══ Data records

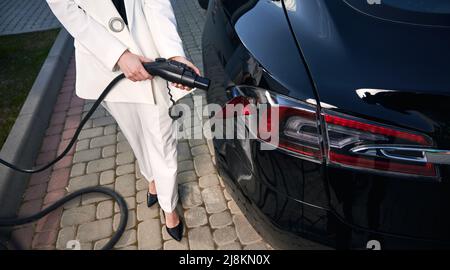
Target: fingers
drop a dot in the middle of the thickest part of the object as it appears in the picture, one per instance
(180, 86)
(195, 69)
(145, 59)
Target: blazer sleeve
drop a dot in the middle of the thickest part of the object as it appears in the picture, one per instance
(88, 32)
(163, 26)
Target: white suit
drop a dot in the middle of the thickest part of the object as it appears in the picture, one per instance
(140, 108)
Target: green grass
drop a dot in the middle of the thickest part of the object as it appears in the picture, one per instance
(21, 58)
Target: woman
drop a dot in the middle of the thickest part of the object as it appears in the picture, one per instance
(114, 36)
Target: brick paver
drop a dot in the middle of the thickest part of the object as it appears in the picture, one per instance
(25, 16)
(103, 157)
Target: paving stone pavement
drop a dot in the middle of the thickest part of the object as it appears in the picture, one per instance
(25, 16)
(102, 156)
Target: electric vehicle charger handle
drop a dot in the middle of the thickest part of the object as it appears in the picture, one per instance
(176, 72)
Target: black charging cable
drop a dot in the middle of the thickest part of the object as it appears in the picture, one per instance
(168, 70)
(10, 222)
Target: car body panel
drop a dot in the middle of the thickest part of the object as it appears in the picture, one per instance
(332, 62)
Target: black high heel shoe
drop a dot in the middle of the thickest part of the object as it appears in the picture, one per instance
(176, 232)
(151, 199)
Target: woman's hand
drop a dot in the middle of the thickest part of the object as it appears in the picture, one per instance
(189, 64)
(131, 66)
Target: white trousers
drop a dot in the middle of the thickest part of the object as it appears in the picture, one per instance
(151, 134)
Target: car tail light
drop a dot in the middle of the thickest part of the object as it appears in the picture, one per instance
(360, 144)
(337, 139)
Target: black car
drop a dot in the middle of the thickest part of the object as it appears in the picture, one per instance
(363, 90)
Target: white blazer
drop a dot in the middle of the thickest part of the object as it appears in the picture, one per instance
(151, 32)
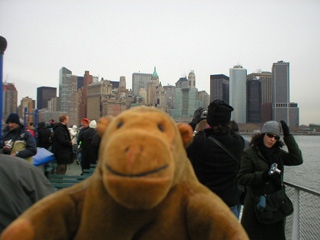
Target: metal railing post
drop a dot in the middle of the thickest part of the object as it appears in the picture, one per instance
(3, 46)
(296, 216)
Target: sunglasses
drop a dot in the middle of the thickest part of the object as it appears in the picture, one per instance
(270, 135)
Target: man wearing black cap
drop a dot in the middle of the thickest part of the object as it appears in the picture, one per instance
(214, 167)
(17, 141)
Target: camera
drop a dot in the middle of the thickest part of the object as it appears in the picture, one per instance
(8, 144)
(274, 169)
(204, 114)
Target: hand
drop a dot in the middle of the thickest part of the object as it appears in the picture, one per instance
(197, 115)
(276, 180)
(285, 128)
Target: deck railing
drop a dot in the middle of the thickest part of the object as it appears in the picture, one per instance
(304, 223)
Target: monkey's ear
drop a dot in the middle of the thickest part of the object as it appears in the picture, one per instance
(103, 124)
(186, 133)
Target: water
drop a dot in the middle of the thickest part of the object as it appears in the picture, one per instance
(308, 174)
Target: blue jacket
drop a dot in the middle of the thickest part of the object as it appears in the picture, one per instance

════

Task to complete:
Print, exactly as written, the lines above from the first one to the one containing "Target: electric vehicle charger handle". Leave out pictures.

Response below:
Target: fingers
drop a dot in the middle of the thickest part of the object as it appears in the picture, one per instance
(180, 86)
(195, 69)
(145, 59)
Target: blazer sleeve
drop a dot in the middle of the thickest part of the object as it appears in the picture, one per instance
(88, 32)
(163, 26)
Target: white suit
drop a dot in the middle of the thickest part of the object as it appears in the picture, one per instance
(140, 108)
Target: green grass
drop a dot in the middle of the thickest part of the object as it appears in the picture, one per instance
(21, 58)
Target: woman
drop a dot in the middle of the thickest part of the object as it appears in the picture, one per instance
(114, 36)
Target: brick paver
drop a dot in the middle of the thickest part of the object as it appears in the picture, one per instance
(25, 16)
(103, 157)
Target: paving stone pavement
drop a dot in the middle of the thickest part of the object as it appears in the picture, one per instance
(25, 16)
(102, 156)
Target: electric vehicle charger handle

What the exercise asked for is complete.